--- START Excerpt provided ---
South of the Border is an album by the David Murray Big Band released on the Japanese DIW label. Recorded in 1992 and released in 1993 the album features performances by Murray, Rasul Siddik, James Zoller, Hugh Ragin, Craig Harris, Frank Lacy, Al Patterson, Vincent Chancey, Kalil Henry, John Purcell, Patience Higgins, Don Byron, Sonelius Smith, Fred Hopkins, Tani Tabbal, and Larry McDonald, conducted by Lawrence "Butch" Morris.

Reception
The Allmusic review awarded the album 3 stars.
--- END Excerpt provided ---
Set exercise 1: According to the album description, what roles did David Murray and Lawrence "Butch" Morris have on the album? Answer in one to three sentences.
Set exercise 2: Please repeat word for word the stretch of the album description from "South of the" through "album 3 stars.".
The rows that come next are separate material, apart from the album description.
--- START Extracted material ---
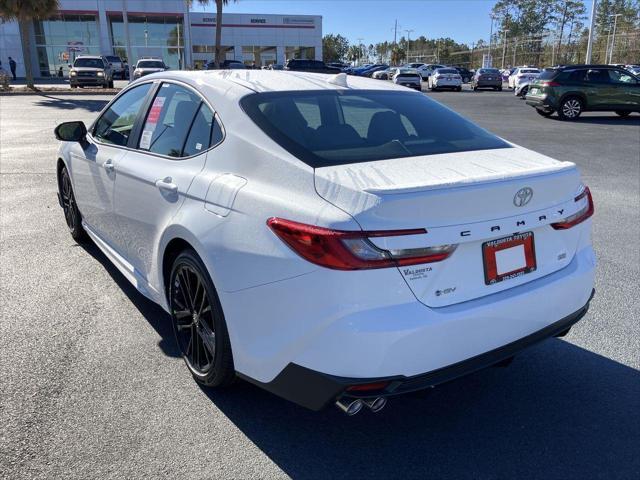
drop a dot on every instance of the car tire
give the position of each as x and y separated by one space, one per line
544 113
70 207
570 108
198 322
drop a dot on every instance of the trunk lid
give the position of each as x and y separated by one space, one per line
465 198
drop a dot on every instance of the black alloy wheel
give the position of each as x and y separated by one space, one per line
198 322
70 208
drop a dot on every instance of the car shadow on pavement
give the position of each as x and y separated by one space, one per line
609 120
559 411
71 104
153 313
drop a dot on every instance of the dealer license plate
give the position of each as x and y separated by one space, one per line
508 257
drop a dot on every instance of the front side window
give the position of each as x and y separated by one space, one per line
325 128
88 63
115 125
178 123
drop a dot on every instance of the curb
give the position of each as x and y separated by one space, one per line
62 92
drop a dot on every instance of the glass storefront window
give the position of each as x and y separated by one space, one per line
60 39
160 36
258 56
300 53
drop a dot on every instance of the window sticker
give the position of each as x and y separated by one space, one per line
156 108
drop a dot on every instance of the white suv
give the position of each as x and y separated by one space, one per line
331 239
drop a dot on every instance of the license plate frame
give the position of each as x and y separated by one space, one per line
489 262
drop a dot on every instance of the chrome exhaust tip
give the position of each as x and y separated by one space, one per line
376 404
350 407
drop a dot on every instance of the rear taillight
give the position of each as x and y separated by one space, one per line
581 215
350 250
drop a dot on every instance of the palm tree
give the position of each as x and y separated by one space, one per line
25 12
219 5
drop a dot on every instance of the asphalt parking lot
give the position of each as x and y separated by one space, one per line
91 384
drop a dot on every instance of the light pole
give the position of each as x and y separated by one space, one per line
504 47
493 17
359 50
591 26
613 39
408 44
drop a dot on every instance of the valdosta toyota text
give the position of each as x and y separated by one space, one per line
331 240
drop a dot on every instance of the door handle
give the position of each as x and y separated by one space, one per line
166 185
109 166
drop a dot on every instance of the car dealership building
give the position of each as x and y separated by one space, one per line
154 28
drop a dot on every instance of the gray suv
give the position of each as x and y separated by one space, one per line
91 70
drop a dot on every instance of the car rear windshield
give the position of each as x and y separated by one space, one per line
326 128
548 74
150 64
88 63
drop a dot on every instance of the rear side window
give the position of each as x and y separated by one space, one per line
178 124
324 128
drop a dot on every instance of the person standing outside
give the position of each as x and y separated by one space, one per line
12 66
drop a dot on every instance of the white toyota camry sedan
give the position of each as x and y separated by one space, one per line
330 239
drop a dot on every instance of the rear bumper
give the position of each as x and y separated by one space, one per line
310 350
315 390
541 103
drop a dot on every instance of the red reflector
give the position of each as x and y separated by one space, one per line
352 250
366 387
581 215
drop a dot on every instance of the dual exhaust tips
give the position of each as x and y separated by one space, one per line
352 406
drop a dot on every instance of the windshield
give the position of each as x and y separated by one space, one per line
325 128
150 64
88 63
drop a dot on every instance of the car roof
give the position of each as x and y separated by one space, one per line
273 81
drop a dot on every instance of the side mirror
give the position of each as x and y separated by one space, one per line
71 132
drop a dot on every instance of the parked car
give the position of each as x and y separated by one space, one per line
372 70
90 71
227 65
442 239
427 69
408 77
522 75
119 67
385 74
487 78
445 78
465 73
315 66
574 89
522 89
146 66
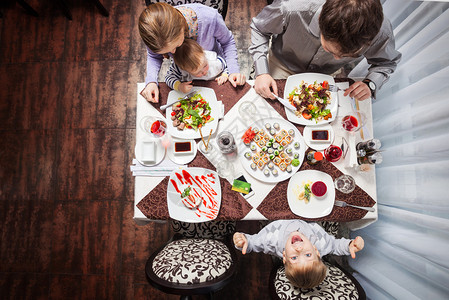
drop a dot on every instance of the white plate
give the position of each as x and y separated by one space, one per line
208 181
188 134
181 159
307 133
316 208
309 78
158 147
282 175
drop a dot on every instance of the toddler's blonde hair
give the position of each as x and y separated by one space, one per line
189 56
160 24
306 276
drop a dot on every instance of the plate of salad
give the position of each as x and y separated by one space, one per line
200 111
309 93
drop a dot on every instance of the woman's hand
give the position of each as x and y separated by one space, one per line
240 241
151 92
356 245
237 79
263 84
221 79
185 87
358 90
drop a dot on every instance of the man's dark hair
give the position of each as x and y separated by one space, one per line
351 24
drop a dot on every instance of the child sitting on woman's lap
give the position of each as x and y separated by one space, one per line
300 245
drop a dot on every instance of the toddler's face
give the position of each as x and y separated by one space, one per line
299 250
202 69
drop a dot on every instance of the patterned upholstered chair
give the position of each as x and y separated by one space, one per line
192 266
338 284
220 5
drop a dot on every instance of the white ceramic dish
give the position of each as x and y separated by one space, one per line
144 145
216 113
282 175
204 179
309 78
307 133
316 208
185 158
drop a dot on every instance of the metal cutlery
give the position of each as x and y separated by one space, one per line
285 103
344 204
164 107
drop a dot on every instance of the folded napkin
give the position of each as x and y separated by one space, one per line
161 170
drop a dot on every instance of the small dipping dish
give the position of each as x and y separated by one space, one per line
319 189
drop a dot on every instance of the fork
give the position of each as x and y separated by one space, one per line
334 88
344 204
163 107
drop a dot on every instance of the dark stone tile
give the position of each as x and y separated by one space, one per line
27 164
30 96
102 104
15 286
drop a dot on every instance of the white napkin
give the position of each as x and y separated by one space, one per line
165 168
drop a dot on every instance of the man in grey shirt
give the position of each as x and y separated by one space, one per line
322 37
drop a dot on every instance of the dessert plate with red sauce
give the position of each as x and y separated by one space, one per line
317 206
204 184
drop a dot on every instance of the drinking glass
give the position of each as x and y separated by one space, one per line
353 121
333 153
153 126
345 184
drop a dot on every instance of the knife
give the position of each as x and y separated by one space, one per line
285 103
164 107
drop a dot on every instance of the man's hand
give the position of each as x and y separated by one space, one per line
240 241
356 245
185 87
359 91
151 92
221 79
263 84
237 79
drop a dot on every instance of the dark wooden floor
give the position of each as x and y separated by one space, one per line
67 127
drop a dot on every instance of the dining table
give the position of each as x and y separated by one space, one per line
269 201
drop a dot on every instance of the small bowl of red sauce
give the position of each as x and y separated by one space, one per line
319 189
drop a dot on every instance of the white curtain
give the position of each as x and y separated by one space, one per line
406 254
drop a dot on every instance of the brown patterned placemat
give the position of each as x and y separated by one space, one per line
233 205
275 205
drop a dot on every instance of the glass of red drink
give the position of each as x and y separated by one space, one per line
353 121
154 126
333 153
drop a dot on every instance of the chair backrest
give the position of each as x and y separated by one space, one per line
220 5
338 284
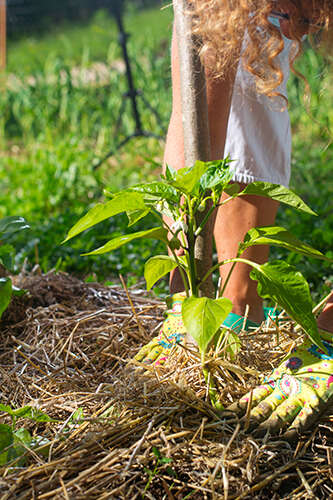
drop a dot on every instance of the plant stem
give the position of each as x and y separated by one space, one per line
181 270
212 391
228 278
204 221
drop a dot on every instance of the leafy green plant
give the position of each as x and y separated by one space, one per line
14 442
181 195
160 461
8 226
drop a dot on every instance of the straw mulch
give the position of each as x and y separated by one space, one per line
151 435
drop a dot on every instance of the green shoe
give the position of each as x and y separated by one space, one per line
236 322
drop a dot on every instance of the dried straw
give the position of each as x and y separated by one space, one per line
67 346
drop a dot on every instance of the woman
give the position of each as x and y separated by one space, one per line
247 50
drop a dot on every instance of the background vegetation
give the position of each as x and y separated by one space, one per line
58 116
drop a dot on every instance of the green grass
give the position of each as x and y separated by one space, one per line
95 40
53 131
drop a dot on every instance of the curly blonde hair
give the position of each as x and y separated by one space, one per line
221 26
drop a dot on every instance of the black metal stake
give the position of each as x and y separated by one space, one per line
132 93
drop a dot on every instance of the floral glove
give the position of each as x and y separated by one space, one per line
295 394
172 333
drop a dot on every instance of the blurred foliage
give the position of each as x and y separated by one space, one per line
56 121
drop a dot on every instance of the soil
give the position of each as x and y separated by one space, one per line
121 431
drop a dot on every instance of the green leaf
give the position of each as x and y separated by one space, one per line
218 173
278 236
287 287
7 253
135 215
170 173
5 294
278 193
122 202
22 435
6 440
6 409
157 267
32 413
187 178
154 191
203 317
10 225
157 233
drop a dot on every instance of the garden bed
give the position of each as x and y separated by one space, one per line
120 432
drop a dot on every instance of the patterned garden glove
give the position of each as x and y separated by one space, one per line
172 332
295 394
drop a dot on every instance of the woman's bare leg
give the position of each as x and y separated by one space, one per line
325 319
233 221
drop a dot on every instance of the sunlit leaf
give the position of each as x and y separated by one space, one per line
12 224
157 233
123 202
157 191
218 173
287 287
278 193
278 236
135 215
203 317
187 178
157 267
5 294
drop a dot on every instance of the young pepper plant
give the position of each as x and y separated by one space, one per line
180 195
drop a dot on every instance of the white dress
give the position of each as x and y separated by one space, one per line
259 135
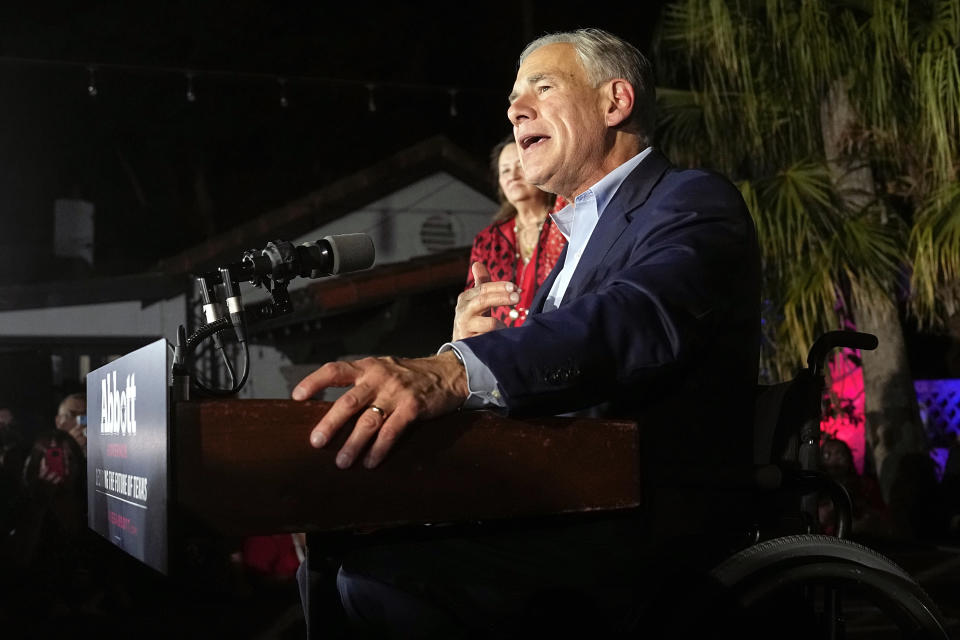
--- END Extracted material ---
Full solution 1: The album is credited to the David Murray Big Band, and Murray is one of the performers. Lawrence "Butch" Morris conducted the performances.

Full solution 2:
South of the Border is an album by the David Murray Big Band released on the Japanese DIW label. Recorded in 1992 and released in 1993 the album features performances by Murray, Rasul Siddik, James Zoller, Hugh Ragin, Craig Harris, Frank Lacy, Al Patterson, Vincent Chancey, Kalil Henry, John Purcell, Patience Higgins, Don Byron, Sonelius Smith, Fred Hopkins, Tani Tabbal, and Larry McDonald, conducted by Lawrence "Butch" Morris.

Reception
The Allmusic review awarded the album 3 stars.